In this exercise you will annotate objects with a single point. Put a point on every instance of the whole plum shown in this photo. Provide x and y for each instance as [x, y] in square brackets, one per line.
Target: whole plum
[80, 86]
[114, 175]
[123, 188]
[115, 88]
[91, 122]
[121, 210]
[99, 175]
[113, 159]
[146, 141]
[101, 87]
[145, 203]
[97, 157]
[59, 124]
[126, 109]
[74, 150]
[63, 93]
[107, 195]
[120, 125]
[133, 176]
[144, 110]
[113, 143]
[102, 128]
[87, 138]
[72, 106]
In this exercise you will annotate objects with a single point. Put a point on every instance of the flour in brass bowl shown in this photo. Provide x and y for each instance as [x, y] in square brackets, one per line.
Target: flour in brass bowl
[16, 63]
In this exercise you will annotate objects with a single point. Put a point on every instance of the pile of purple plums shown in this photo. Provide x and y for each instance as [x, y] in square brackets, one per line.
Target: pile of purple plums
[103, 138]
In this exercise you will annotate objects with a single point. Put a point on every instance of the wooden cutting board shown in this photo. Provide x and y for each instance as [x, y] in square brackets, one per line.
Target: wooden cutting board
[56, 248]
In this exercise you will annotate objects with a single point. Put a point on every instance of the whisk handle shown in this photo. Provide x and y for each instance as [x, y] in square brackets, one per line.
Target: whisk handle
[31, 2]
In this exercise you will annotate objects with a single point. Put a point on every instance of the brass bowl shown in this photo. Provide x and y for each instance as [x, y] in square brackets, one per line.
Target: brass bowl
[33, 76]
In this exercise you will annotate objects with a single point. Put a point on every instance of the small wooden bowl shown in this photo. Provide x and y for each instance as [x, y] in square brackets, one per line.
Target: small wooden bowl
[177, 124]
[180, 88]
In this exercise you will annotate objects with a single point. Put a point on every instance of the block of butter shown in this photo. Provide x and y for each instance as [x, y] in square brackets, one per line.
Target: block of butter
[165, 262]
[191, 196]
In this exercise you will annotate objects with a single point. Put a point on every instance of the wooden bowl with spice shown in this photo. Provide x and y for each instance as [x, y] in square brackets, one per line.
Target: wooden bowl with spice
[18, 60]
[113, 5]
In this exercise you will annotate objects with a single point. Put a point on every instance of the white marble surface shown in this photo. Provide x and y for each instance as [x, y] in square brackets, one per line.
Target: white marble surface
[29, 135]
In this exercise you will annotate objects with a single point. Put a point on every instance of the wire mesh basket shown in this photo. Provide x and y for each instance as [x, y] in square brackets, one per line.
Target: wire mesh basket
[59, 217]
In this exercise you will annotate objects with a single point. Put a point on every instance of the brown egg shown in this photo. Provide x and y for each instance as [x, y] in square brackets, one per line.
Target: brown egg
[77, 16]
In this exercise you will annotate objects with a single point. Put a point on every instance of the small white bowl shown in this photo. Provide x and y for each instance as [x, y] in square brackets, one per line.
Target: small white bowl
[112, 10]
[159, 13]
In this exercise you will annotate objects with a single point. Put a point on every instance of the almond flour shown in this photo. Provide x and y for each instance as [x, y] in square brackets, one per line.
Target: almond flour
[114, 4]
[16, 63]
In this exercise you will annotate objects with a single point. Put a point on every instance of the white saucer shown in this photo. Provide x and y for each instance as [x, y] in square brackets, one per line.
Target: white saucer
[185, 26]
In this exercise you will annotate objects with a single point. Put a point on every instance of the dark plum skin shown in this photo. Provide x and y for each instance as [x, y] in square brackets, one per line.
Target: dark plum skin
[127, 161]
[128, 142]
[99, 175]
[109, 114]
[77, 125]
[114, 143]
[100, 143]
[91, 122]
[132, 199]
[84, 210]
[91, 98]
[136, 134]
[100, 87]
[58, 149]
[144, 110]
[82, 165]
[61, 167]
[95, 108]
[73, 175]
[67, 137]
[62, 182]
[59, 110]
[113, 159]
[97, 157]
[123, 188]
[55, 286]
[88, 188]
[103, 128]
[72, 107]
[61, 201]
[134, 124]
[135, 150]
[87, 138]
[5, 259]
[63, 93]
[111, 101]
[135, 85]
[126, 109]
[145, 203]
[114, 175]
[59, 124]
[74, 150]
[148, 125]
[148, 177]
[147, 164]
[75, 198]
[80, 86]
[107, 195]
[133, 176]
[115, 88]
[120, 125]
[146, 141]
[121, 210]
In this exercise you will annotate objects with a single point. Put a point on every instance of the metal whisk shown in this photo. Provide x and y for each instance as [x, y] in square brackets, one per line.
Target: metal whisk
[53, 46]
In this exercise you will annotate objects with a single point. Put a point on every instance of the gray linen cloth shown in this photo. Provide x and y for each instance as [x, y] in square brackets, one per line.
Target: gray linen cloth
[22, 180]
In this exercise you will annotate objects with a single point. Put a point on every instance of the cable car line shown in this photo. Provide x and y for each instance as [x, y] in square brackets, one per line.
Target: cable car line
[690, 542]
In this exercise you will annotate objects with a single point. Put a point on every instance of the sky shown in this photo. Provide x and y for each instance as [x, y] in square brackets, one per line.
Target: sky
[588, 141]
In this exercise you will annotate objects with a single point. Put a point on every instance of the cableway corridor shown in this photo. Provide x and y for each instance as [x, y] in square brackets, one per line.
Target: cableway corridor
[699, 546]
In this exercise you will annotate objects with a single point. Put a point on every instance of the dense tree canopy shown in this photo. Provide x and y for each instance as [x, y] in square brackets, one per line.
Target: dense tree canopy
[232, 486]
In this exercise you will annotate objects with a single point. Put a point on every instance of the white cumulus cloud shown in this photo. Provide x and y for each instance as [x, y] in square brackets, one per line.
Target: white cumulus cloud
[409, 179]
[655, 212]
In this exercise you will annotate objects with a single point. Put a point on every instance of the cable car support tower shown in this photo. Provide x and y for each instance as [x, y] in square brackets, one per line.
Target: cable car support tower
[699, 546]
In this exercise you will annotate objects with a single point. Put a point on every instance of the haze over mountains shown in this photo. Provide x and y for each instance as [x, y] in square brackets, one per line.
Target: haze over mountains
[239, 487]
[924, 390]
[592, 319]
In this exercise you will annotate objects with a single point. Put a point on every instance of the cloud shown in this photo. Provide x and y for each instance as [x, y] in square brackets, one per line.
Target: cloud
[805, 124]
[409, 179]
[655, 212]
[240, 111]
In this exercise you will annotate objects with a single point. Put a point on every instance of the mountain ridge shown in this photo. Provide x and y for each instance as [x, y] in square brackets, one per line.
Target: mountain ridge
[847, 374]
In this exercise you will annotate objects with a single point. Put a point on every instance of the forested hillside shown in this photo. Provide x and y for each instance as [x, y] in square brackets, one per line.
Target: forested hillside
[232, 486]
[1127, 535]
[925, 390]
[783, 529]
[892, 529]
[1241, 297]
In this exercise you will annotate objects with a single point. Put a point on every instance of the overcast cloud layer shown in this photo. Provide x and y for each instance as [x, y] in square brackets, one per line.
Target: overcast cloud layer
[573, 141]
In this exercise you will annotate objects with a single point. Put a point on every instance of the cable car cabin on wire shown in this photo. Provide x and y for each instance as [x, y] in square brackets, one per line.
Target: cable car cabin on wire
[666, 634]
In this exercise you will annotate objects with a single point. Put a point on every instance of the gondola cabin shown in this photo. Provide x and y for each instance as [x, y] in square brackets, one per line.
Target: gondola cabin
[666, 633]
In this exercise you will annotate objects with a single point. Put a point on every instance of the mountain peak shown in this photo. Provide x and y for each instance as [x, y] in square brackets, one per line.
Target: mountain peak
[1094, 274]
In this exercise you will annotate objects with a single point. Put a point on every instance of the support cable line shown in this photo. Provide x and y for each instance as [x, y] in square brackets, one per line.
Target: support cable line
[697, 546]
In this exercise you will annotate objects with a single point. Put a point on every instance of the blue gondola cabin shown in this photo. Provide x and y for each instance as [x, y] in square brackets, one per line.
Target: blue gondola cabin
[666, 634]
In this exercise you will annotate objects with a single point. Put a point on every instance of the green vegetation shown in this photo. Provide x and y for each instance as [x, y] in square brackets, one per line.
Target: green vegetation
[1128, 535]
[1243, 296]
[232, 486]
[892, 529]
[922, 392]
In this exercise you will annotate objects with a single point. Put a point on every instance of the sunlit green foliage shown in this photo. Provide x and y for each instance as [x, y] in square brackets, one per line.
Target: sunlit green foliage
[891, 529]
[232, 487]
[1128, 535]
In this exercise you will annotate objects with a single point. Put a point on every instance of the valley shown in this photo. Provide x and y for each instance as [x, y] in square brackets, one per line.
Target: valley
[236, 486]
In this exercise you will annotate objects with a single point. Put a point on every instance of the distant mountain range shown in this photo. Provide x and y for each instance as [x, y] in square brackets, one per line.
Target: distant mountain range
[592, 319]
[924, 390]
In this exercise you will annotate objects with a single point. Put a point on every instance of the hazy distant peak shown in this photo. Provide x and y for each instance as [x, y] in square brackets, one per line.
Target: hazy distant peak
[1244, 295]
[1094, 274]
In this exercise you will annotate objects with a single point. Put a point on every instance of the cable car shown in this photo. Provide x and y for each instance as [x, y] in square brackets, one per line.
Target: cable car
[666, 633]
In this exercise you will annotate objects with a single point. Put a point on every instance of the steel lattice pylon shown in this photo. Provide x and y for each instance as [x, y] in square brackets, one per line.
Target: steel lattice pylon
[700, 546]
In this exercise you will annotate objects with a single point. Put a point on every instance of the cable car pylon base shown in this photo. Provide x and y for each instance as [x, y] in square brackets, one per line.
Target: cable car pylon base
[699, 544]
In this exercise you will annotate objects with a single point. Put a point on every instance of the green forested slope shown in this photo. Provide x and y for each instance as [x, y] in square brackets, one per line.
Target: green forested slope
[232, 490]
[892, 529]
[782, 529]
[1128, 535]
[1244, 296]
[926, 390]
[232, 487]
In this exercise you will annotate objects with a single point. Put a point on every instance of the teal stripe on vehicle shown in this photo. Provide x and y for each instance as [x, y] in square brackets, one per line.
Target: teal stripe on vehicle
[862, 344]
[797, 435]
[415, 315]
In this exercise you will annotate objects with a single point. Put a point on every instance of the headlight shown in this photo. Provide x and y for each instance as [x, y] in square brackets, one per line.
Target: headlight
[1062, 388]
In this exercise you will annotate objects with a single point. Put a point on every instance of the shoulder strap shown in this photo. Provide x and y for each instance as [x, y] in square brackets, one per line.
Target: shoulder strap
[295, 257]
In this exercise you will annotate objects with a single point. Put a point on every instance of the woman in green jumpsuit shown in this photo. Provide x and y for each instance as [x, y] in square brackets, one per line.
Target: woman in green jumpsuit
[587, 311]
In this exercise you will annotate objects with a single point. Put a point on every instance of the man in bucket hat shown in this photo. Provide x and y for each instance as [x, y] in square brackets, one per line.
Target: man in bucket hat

(WHAT IS BEING ASKED) Exact repetition is required for the lines from the one that contains "pylon base shown" through the final line; leave out everything else.

(WORKED SOLUTION)
In this exercise you will annotate objects with a single point. Put a point on every instance of the cable car pylon base shown in this photo. Provide x and y for each instance as [x, y] in square brackets, one per line.
Target: cable car pylon base
[699, 544]
In this exercise you will annotate objects with a single point. Put a point on every instance of the green forested slope shown in this photo. Provide x and y for each instance as [x, y] in square brackets, one per line.
Target: green forested slope
[232, 490]
[892, 529]
[782, 529]
[1128, 535]
[1244, 296]
[926, 390]
[232, 487]
In this exercise you will annotate objects with a single point. Put a point on every instance of the teal stripe on vehicle shown in this photo. Provide x and y for each instance as [x, y] in square brackets, one per line.
Target: teal stripe on vehicle
[862, 344]
[797, 435]
[415, 315]
In this exercise you will annotate objects with a single point. Put a point on every instance of the headlight shown in this photo. Provide x and y for each instance as [x, y] in square brackets, one per line.
Target: headlight
[1062, 388]
In this exercise you will annotate objects with a single point. Put a point on every instance of the shoulder strap shown in this photo. Provide x and y for each instance as [x, y] in square brackets, one per line.
Target: shoulder strap
[295, 257]
In this exercise you will annotate objects with a single point. Put a point on every instance of the woman in green jumpsuit shown in this photo. Provide x and y for each instance as [x, y] in square brackets, one per line.
Target: woman in green jumpsuit
[587, 311]
In this exercise you will annotate objects with a single point. Put a point on every instance of the man in bucket hat shown in this photo. Provide x and y for each instance as [x, y] in square brackets, one per line.
Target: man in bucket hat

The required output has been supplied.